(PAGE EXTRACT)
== Segment start ==

“You can’t depend on your eyes when your imagination is out of focus.”Mark Twain, Rescue Time
Light through the Tree, Hendricks © 2021, Digital Work
Currently, I am updating my sites and documenting work I have completed over the years while teaching at Minneapolis Community Technical College. After earning my MFA, at Minneapolis College of Art and Design, students, technology, family, friends, and my Quaker community dominated my life.
While those activities captured most of my attention, I was producing work. I didn’t have time to display or share my work as frequently as I would like. So now I am working to document it and display it. Apple Photo and other apps didn’t do me much favor. Many original finals are lost, but enough can be found that I am able to create digital galleries.
Today I created a new page to share with all—
“Seeing is Believing”, a series of photo impressionistic work I have produced.
Currently drawing more… mostly surrealistic work. That will be the next gallery I will work to create.
“Wondrous as it is, our sense of vision is clearly not without certain limitations. We can no more see radio waves emanating from our electronic devices then we can spot the wee bacteria right under our noses.”Adam Hadhazy, 27th July 2015
What are the limits of human vision? BBC.com
‘Photo Impressionism — Hendricks’
An Icy Morning
Seeing the World Upside
A Long Path
Burst of Color
Burst of Color 2
Wrinkles in Nature
“I have no fear of making changes, destroying the image, etc., because the painting has a life of its own.”Jackson Pollock The Healing Power of Art and Artist
Created, Hendricks©2021, 5″x 5″, work on paper, mixed media
Titling a work is hard… In the past frequently titled a work only to retitled it later when I have exhibited the work. To me, that underscores that work does have a life of its own. The meaning changes as times, culture, viewers’ experiences change. I guess the artist’s experience changes too.

== Segment end ==

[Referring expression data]

== Segment start ==

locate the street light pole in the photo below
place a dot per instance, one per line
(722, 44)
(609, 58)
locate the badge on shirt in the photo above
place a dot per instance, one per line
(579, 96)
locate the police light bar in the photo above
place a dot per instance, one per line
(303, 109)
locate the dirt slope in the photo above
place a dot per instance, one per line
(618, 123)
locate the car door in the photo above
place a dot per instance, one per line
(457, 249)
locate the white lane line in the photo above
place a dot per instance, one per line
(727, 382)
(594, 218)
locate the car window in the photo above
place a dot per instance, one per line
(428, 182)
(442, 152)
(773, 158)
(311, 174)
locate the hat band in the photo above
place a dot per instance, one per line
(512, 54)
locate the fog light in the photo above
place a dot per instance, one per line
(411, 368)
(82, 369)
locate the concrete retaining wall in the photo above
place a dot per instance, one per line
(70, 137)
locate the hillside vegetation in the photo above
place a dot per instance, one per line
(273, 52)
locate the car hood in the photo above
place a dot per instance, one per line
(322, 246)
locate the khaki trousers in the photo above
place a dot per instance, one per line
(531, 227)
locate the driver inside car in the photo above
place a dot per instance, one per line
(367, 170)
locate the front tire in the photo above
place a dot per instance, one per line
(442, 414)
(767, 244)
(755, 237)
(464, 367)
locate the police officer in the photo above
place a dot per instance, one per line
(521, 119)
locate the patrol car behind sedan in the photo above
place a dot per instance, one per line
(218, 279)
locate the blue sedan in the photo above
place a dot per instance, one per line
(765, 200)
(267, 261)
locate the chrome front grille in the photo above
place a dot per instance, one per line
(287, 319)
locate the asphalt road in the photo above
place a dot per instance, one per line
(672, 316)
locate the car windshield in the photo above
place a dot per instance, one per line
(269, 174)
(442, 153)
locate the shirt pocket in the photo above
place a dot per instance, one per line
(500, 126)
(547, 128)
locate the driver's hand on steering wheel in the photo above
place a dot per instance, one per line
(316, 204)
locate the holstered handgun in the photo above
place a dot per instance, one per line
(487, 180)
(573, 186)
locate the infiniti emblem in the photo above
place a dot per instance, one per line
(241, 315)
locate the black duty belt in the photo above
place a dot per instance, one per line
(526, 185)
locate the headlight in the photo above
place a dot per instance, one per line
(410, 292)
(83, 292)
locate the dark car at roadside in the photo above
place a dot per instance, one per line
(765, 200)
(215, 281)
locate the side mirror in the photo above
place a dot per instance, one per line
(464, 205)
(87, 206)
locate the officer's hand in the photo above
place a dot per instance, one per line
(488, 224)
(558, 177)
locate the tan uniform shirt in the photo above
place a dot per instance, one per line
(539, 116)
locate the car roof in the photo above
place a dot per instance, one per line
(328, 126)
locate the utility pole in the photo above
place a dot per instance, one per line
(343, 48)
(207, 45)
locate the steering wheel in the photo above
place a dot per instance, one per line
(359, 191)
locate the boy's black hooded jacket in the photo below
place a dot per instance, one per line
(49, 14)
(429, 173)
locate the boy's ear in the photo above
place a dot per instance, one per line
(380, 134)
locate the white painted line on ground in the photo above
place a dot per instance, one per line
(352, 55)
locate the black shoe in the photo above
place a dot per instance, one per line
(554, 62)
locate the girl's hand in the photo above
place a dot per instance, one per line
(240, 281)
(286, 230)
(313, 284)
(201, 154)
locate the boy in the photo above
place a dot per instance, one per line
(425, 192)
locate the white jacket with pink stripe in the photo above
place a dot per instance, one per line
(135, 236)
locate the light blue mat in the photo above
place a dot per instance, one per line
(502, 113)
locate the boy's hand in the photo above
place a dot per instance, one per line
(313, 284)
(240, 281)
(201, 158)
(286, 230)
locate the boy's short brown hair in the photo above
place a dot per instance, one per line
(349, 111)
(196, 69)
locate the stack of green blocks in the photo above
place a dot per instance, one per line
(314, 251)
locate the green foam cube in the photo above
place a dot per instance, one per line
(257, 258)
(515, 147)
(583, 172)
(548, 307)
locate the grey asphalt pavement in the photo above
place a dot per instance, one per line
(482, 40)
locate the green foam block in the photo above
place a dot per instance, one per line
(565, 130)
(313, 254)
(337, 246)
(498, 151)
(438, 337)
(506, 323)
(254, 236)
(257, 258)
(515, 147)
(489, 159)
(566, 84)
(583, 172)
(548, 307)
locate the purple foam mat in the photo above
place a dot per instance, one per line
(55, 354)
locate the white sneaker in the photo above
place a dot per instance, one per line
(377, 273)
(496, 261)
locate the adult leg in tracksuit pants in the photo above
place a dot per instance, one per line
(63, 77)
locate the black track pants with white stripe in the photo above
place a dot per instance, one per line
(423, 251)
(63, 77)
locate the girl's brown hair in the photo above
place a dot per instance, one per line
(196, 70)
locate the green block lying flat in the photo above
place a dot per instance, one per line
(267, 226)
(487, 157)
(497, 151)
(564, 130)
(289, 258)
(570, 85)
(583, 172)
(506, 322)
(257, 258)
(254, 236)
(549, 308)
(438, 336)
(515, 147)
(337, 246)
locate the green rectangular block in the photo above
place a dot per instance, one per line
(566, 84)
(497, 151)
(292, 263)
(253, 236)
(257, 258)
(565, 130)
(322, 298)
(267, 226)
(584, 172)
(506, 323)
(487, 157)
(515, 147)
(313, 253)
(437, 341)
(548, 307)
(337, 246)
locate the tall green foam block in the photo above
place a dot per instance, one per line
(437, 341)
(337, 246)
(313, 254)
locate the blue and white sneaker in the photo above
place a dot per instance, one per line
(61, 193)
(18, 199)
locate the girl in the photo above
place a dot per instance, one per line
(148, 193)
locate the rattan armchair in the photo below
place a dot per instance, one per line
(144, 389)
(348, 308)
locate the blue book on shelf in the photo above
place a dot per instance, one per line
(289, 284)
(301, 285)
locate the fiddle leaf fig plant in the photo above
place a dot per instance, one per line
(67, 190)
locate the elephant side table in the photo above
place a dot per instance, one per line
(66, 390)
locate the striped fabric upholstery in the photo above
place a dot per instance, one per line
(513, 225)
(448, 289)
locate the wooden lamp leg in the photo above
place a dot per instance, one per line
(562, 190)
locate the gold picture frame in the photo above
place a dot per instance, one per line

== Segment end ==

(WHAT THIS EXERCISE ASKS)
a: Decide whether each statement agrees with the gallery post, answering yes or no and quoting the words that settle it: (i) The writer earned an MFA at Minneapolis College of Art and Design. (ii) All of the original finals of the writer's work have been preserved. (iii) The next gallery the writer plans will feature mostly surrealistic work.
b: List every work title that appears under the heading ‘Photo Impressionism — Hendricks’ in the gallery post.
c: Carry on the gallery post from the point where its text ends.

(EXPECTED RESPONSES)
a:
(i) Yes: "After earning my MFA, at Minneapolis College of Art and Design"
(ii) No: "Many original finals are lost"
(iii) Yes: "Currently drawing more… mostly surrealistic work. That will be the next gallery I will work to create."

b:
An Icy Morning
Seeing the World Upside
A Long Path
Burst of Color
Burst of Color 2
Wrinkles in Nature

c:
This work is my latest, inspired by both the Greek myths and the book “Conversations with God” by Neale Donald Walsch. I settled on the title-Created. I think it could be Losing it too. Maybe soon, I will think of another.
A great article in The New Republic, Art with No Name, by Ruth Bernard Yeazell, discusses why many untitled works were produced in the 18th Century. As it examines the subject, it brings forward as art becomes more mobile that the need to title a piece increases to provide an entrée into the work.
Titling, as E. H. Gombrich has observed, “is a by-product of the mobility of images”; and before the rise of the art market, the growth of public exhibitions, and the development of the reproductive print, the mobility of images was distinctly limited.